=== SOURCE EXTRACT ===
▬▬▬

Wen Jiabao, Hanover visit

Wen Jiabao and the Three Chancellors, Neue Presse, Hanover

Wen Jiabao would stay at Kastens Hotel Luisenhof, Hanover’s Neue Presse informed its readers on April 21 (Saturday). There, he would also receive former chancellors Helmut Schmidt and Gerhard Schröder. Neither of the two had to travel very far – Schmidt lives in Hamburg, and Hanover is Schröder’s home town.

The way the Neue Presse presented the Dreikanzlertreffen (Merkel, Schröder, Schmidt) could have been designed by the Chinese propaganda department itself – but no worries, the coverage probably wasn’t even driven by business interests in the first place. Just as – I believe – Schmidt and Schröder (Merkel much less so), the German public in general is quite susceptible to flattery. When a foreign guest shows our old chanclellors (and Schmidt in particular) respect, he must be a good guy, basically.

▬▬▬

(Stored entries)

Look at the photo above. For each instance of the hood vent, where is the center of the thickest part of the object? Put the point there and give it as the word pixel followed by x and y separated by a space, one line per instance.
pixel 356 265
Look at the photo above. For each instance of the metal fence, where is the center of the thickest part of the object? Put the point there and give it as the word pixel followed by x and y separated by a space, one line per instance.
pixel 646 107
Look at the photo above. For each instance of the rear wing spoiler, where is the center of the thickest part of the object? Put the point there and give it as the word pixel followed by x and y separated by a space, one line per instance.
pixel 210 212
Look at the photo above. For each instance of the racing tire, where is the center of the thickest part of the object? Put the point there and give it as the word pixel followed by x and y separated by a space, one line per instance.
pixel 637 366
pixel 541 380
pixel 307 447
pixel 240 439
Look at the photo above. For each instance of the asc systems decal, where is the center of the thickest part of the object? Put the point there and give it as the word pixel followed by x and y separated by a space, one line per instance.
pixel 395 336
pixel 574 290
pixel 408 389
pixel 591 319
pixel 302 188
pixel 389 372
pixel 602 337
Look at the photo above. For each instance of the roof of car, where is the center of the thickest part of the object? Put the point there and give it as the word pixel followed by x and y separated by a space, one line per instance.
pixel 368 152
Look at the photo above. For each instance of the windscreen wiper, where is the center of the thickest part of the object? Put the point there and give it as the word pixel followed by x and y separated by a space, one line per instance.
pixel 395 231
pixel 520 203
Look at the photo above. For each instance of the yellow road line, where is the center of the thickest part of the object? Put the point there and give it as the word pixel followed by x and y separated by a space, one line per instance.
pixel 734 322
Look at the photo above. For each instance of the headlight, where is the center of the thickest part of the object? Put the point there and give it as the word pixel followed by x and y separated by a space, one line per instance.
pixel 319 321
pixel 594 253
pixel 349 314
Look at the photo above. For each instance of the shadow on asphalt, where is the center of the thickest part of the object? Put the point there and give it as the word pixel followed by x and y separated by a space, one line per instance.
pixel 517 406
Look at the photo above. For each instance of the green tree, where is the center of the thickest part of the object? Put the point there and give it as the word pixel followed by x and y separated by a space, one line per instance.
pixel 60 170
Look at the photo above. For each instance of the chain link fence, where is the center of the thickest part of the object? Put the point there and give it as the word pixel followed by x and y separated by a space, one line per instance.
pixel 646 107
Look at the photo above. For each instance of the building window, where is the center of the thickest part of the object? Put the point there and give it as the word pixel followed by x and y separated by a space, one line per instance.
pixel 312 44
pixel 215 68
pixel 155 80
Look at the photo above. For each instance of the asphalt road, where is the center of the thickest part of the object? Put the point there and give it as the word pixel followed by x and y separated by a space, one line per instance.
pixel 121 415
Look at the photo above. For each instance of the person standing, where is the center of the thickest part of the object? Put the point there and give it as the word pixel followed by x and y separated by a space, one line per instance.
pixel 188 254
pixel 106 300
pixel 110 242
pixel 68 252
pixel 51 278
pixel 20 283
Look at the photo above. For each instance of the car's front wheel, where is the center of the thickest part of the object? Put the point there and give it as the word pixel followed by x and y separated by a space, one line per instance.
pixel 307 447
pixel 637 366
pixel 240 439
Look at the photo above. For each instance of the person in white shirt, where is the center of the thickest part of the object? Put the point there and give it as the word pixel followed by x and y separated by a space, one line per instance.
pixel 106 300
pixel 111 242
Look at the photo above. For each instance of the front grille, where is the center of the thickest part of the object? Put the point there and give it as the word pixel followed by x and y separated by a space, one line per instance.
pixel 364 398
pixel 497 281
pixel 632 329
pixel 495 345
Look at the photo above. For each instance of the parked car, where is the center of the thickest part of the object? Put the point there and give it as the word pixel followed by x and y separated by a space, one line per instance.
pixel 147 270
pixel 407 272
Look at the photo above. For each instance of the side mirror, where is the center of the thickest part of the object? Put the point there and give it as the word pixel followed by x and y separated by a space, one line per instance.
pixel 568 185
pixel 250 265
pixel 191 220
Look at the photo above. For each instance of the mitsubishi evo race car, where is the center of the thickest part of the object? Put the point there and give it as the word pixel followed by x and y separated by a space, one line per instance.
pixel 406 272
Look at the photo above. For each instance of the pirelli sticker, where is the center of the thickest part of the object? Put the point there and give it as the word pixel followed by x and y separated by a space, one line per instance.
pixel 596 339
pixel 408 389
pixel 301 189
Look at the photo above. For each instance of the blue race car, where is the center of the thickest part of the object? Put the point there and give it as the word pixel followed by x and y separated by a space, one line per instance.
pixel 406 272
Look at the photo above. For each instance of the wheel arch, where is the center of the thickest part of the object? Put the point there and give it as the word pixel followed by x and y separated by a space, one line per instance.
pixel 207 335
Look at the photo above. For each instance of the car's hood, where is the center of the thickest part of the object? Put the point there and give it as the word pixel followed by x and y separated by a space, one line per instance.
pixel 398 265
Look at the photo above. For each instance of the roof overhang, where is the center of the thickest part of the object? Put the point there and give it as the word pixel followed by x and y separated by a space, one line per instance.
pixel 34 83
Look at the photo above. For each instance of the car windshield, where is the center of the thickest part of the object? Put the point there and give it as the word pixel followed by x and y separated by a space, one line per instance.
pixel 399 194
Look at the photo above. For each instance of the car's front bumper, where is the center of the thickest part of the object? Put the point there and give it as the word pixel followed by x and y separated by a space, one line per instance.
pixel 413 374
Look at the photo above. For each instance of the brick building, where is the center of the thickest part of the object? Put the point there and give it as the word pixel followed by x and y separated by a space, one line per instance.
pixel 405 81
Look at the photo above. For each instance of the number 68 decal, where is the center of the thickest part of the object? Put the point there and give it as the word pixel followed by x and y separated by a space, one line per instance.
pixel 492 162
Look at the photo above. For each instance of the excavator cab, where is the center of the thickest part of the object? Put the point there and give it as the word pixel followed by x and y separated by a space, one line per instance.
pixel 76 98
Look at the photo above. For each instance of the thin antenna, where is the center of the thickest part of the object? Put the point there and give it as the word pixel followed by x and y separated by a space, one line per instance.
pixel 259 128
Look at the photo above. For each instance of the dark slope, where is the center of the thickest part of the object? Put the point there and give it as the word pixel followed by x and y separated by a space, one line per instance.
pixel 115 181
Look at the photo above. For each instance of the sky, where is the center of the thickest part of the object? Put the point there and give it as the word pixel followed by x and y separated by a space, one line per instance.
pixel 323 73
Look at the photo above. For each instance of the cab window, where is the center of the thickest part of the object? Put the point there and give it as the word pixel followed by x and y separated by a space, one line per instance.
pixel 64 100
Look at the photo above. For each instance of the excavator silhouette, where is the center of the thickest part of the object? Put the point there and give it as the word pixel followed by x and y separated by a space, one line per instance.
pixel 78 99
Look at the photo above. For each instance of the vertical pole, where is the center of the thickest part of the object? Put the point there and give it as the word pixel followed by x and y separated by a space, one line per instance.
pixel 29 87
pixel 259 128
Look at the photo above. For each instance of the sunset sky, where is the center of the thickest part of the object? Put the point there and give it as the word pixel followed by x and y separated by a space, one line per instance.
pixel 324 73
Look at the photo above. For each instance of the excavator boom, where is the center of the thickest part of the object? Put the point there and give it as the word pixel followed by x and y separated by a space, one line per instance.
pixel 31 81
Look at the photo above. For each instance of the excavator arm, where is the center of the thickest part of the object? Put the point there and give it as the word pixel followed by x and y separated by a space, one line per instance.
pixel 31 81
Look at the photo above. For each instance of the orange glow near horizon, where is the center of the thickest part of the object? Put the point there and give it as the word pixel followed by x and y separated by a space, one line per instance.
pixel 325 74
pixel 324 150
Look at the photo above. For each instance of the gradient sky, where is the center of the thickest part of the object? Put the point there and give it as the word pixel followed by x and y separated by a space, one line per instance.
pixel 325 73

▬▬▬

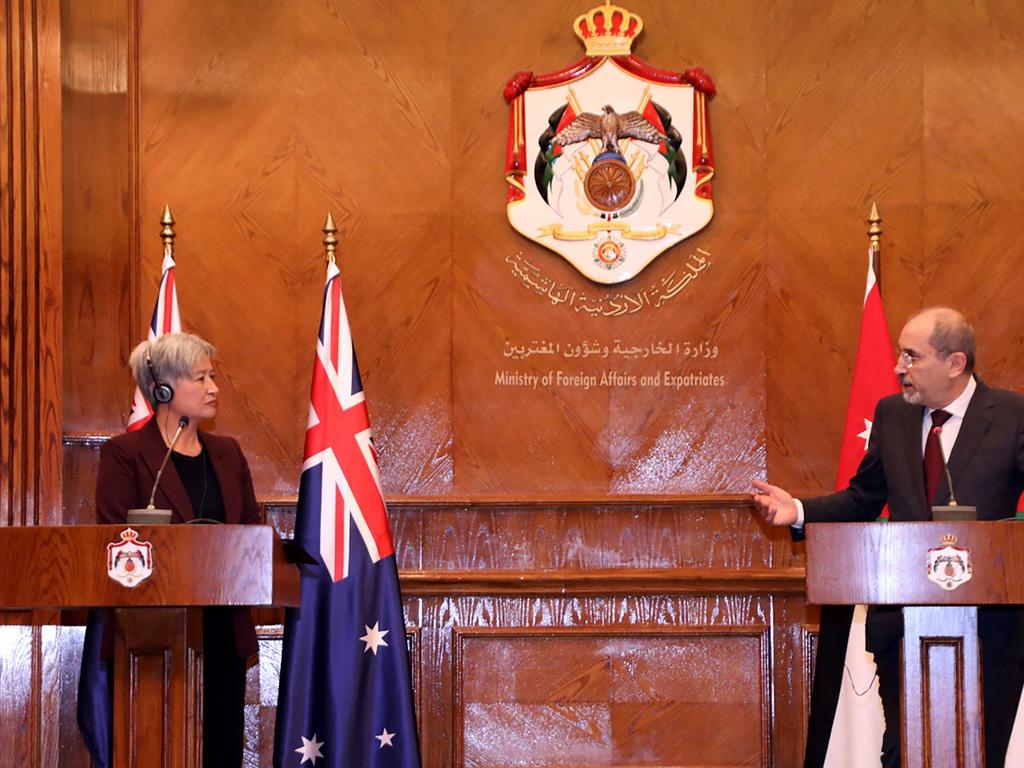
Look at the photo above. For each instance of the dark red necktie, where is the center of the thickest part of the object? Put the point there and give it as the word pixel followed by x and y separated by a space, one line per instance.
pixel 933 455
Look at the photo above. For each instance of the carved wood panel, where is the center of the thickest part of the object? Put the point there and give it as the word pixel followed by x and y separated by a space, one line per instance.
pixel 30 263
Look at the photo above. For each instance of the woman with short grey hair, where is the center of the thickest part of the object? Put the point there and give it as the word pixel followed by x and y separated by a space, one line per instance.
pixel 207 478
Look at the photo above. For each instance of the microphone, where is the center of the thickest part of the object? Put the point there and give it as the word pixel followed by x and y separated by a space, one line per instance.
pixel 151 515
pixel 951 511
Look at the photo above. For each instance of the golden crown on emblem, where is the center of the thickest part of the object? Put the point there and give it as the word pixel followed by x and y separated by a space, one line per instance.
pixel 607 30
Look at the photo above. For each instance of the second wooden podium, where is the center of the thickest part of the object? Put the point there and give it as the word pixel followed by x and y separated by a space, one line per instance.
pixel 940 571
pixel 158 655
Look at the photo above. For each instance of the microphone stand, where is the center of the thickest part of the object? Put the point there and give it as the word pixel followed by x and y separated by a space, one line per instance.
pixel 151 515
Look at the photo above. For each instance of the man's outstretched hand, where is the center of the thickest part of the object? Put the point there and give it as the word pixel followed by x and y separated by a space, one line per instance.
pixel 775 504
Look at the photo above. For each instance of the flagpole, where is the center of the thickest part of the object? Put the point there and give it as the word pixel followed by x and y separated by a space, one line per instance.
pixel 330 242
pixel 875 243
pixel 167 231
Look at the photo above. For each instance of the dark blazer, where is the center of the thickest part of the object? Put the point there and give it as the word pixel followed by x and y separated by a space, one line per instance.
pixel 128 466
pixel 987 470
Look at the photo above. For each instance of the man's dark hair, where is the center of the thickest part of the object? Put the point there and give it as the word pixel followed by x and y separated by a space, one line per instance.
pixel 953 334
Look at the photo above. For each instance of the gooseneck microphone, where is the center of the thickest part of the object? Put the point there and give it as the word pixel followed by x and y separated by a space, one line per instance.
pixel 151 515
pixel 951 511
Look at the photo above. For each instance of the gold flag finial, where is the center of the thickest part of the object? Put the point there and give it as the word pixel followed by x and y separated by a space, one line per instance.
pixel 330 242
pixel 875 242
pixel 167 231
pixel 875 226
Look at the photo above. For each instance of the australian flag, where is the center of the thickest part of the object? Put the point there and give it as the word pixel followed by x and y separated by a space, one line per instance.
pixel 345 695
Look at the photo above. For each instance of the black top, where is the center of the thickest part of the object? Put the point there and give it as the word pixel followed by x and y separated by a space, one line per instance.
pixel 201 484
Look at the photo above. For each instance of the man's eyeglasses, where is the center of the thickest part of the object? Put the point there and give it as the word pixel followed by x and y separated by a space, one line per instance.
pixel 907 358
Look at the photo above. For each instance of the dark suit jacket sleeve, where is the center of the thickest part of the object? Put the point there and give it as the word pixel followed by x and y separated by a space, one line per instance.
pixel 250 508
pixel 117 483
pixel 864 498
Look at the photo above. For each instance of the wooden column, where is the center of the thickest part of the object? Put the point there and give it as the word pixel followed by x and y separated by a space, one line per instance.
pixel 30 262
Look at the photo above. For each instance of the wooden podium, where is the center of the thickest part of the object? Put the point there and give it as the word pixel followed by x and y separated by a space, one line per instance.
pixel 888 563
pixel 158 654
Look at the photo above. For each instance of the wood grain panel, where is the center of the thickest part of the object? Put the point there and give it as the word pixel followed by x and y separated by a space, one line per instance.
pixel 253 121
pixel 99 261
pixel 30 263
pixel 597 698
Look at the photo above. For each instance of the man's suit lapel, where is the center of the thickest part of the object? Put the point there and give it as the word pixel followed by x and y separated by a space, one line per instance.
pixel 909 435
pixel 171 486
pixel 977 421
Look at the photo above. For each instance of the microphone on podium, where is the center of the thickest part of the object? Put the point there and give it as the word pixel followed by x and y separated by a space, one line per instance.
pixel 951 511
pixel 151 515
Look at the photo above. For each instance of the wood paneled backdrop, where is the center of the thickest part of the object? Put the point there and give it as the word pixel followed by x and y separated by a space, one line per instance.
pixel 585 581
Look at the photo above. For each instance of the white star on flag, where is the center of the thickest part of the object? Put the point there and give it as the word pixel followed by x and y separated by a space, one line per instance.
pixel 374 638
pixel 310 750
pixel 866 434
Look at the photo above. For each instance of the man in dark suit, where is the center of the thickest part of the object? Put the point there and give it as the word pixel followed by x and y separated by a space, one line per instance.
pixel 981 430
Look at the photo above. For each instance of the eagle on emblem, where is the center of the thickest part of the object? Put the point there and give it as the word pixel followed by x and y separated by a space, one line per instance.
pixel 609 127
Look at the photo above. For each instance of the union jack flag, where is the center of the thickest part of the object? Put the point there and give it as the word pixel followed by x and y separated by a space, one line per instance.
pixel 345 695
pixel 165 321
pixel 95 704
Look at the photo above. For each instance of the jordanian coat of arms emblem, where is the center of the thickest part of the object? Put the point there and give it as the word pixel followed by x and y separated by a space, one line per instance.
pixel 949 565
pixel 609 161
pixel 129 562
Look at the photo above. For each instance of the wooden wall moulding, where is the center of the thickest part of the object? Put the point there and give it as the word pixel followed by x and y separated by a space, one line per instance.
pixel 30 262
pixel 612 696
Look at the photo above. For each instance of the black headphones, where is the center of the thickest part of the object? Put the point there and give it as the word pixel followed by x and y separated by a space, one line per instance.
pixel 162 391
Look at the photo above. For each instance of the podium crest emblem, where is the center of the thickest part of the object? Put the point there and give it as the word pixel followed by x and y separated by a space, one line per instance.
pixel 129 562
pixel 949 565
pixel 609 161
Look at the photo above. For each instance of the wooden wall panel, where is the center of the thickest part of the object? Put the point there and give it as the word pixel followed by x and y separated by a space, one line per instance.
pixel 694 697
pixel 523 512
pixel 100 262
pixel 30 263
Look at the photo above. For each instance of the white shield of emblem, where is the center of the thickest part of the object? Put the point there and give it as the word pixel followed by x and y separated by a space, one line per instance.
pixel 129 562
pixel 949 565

▬▬▬

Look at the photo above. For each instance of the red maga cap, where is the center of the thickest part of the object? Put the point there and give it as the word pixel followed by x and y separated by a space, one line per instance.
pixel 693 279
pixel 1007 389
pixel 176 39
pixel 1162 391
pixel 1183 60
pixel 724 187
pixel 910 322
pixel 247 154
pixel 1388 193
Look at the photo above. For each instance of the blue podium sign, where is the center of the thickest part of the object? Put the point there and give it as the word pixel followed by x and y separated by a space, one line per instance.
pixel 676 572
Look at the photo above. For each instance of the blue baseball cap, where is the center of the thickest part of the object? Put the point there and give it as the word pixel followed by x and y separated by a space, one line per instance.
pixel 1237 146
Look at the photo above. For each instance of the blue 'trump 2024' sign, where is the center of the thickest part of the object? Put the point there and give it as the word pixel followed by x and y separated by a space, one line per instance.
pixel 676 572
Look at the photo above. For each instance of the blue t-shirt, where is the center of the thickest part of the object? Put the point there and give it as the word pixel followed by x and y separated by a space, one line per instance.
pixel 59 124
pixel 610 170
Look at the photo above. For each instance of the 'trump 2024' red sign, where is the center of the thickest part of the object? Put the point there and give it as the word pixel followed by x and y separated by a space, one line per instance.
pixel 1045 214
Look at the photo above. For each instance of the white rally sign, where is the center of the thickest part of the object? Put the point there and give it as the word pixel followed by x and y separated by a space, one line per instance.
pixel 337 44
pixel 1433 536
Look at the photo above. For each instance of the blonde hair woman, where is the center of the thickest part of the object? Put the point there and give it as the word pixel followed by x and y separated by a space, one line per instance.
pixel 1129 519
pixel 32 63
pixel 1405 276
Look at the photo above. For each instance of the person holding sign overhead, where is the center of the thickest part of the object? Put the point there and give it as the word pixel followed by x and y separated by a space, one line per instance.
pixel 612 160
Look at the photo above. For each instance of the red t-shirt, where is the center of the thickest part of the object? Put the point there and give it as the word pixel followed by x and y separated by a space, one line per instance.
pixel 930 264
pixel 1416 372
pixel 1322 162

▬▬▬

=== EXERCISES ===
1 > In the listing, write out every line word for word, from the line containing "the microphone on" down to the line containing "pixel 609 127", with both of those lines included.
2 > Continue the piece on Wen Jiabao's Hanover visit from the point where it stops.

=== ANSWERS PROVIDED ===
1 >
Look at the photo above. For each instance of the microphone on podium, where is the center of the thickest part of the object? Put the point there and give it as the word pixel followed by x and y separated by a space, one line per instance.
pixel 951 511
pixel 151 515
Look at the photo above. For each instance of the wood paneled backdrop, where is the center of the thickest part of the object? Put the point there and give it as the word pixel followed by x and y separated by a space, one line per instance.
pixel 585 581
Look at the photo above. For each instance of the white star on flag, where is the center of the thickest part of the object? Put the point there and give it as the word pixel followed by x and y separated by a space, one line per instance.
pixel 374 638
pixel 310 750
pixel 866 434
Look at the photo above. For each instance of the man in dark suit, where is the center of the thickest part of the object? Put the point there and give it as the word pixel followed by x and y separated by a space, one line per instance.
pixel 981 430
Look at the photo above. For each instance of the eagle on emblem, where is the center of the thickest part of the object? Put the point there and give it as the word pixel followed by x and y separated by a space, one line per instance.
pixel 609 127

2 >
Besides, if there is something like a (well-performing) soft-power Wunderwaffe for the CCP in Germany, it must be Helmut Schmidt. Less than three months before Wen’s Hanover visit, Schmidt had helped to inaugurate a series of “dialogs” about Chinese-German relations, in the framework of the China Cultural Year 2012, and didn’t shrink from any platitude (“the West must learn to understand today’s China” and “you can’t understand it without knowing China’s past”), any detail (Zheng He’s junks sailed under lateens), or any adulation (“China’s capability to conquer other states and to subordinate was there, but it wasn’t used or misused”). He mentioned Chinese problems, too – pretty much the way Wen Jiabao would describe them, too.

The Wen-Schmidt meeting, Xinhua/People’s Daily (English) covererage suggests, appeared to have the characteristics of a meeting between active statesmen.

I’m not too familiar with Edward Heath, and even if a certain Bruce Andersonhimself no credible man in every field – is right, I still wouldn’t put Schmidt into Heath’s league of useful idiocy*) – a term that struck a chord with me when I heard it on the BBC:

I’m afraid Edward Heath had a monstrous bladder of vanity. He liked going to China, because in China, he was treated not barely as a head of government; he was ratcheted as a head of state. He was treated with flattery, [presumptuousness], as if he was still in power, as if he was a great man. And I’m afraid he doesn’t come out well from this episode. All his critical faculties were overwhelmed. As long as they patted his tummy, he was prepared to roll over like a pet Panda.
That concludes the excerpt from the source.